── Okuma metni
Konuk YAZAR


Amasya Bildirisi’ne götüren yol

Amasya Bildirisi’ne götüren yol


 

 

Tarih 22 Haziran 1919. Amasya Bildirisi’nin ilân edildiği gün. Cumhuriyet’in temeli o gün atıldı, desek yeridir. Mustafa Kemal 19 Mayıs’ta 1919’da Samsun’a varıyor. 25 Mayıs 1919’da Havza’ya geçiyor.

 

Amasya Tamimi’ni Millî Mücadele’nin temeli görürüz. Bir de Havza Tamimi vardır. 28 Mayıs 1919’da duyurulan Havza Tamimi, Millî Mücadele’nin ilk bildirisidir. Bu bildirinin özü:

 

“Protesto mitingleri işgallere karşı yapılacak. Mitingler esnasında azınlıklara kötü davranılmayacak. İstanbul Hükûmeti ve başını İngilizlerin çektiği İtilaf Devletleri’ne işgalleri kınayan telgraflar çekilecek. Düşman işgallerine tepki olarak kurulmuş olan millî cemiyetlerin ortak gaye etrafından birleştirilecek...”

 

Bölgede İngilizlerin himayesinde Rum çeteleri faal. Öyle ki; 30 Ekim 1918’de, Osmanlı’nın sonunu getiren Mondros Mütarekesi’nin imzalanmasından sonra ordunun savunma gücü çökmüş, askerin elinden silahlar alınmış, topraklarımızda emelleri olanlara fırsat doğmuştu. Öteden beri Rumlar, Karadeniz’in bir bölümünü Pontus’un bakiyesi görüyor ve dış destekle emeline ulaşmak istiyor. İngiltere Samsun’a asker çı­karıyor. Bölgedeki Rum çetelerine 10.000 silâh dağıtıyor.

 

Dahası var. Fırsat bu fırsattır, diyorlar Rum nüfusu artırmak için Bolşeviklerin yönetimindeki Rusya'da yaşayan Rumlar, vapurlarla topraklarımıza taşınıyorlar.
────
Amasya Bildirisi'ne giden yolu anlatan metnin devamını lütfen son cümlesinden sonrasıyla yazın.
── Verilen veriler
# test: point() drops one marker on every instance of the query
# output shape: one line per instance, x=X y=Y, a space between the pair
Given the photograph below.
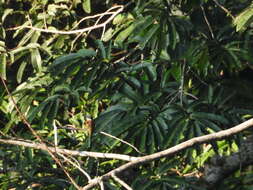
────
Alıştırma sonucu:
 

Ekümeniklik tartışılıyor ya... (Ona sonra ayrıntılı geleceğim.) Pontus ve ekümeniklik arasında nasıl bir bağ olabilir? İstanbul Rum Patriği Bartholomeos’un önü çok açıldı. Cemaatleri olmayan manastırlarda ayinlere izin verildi. Trabzon'un Maçka ilçesindeki Sümela Manastırı’nda ayinde neden ısrarcı Rum Patrikhanesi? Özellikle Nevşehir-Kapadokya’daki eski kiliselerde ayin neyi gösterir?

 

İstanbul 1453’te fethediliyor. Bizans İmparatorluğu sona eriyor. Osmanlı istese, bütün Rumları fethettiği alanlardan süremez miydi? Gücü vardı; ama çıkarmadı. Yetki bile verdi. Şöyle ki; Fener Rum Ortodoks Patriği’ni “millet başı” olarak tanıdı. “Tanıdı” dersek, “imtiyaz”ı da kabul ederiz, “görevlendirdi” en uygun ifade.

 

Rum Patrikhanesi’nin cemaatsiz tarihî kiliselerde, ayin düzenlemek için ısrar etmesini iyi okumak lâzım.

 

Türkiye Cumhuriyeti’nde halifelik kaldırıldığına göre, Rum Patrikhanesi’ne, halifeliğe tekabül edecek bir sistem için izin verilebilir mi?

 

Biz Rumlarla da Ermenilerle de yakın olmayı hep ön plana çıkardık, Çünkü, geçmişte iç içeydik ve birbirimizden çok şey öğrendik. Yer yer karıştık da.

 

Yunanistan’da, 1924 Mübadelesi’yle göçenlerle görüşmüştüm. Onlar bizdik, biz onlardık. Din farkı var sadece. İşte bu din farkı başka mecralara çekilerek huzursuzluk çıkarılması kimin işine gelir? Önce onu düşünmek lâzım.

 

***

 

Tarihe dönelim şimdi. Millî Mücadele’nin hemen öncesi... Dört bir tartan sarılmışız.

 

Rum çeteleri artık çe­kinmeden açıkça Müslüman köylerine baskınlar düzenleyerek katliama başlarlar.

 

Mustafa Kemal, 12 Haziran 1919’da, Rumların daha faal olduğu Havza’dan Amasya’ya geçer.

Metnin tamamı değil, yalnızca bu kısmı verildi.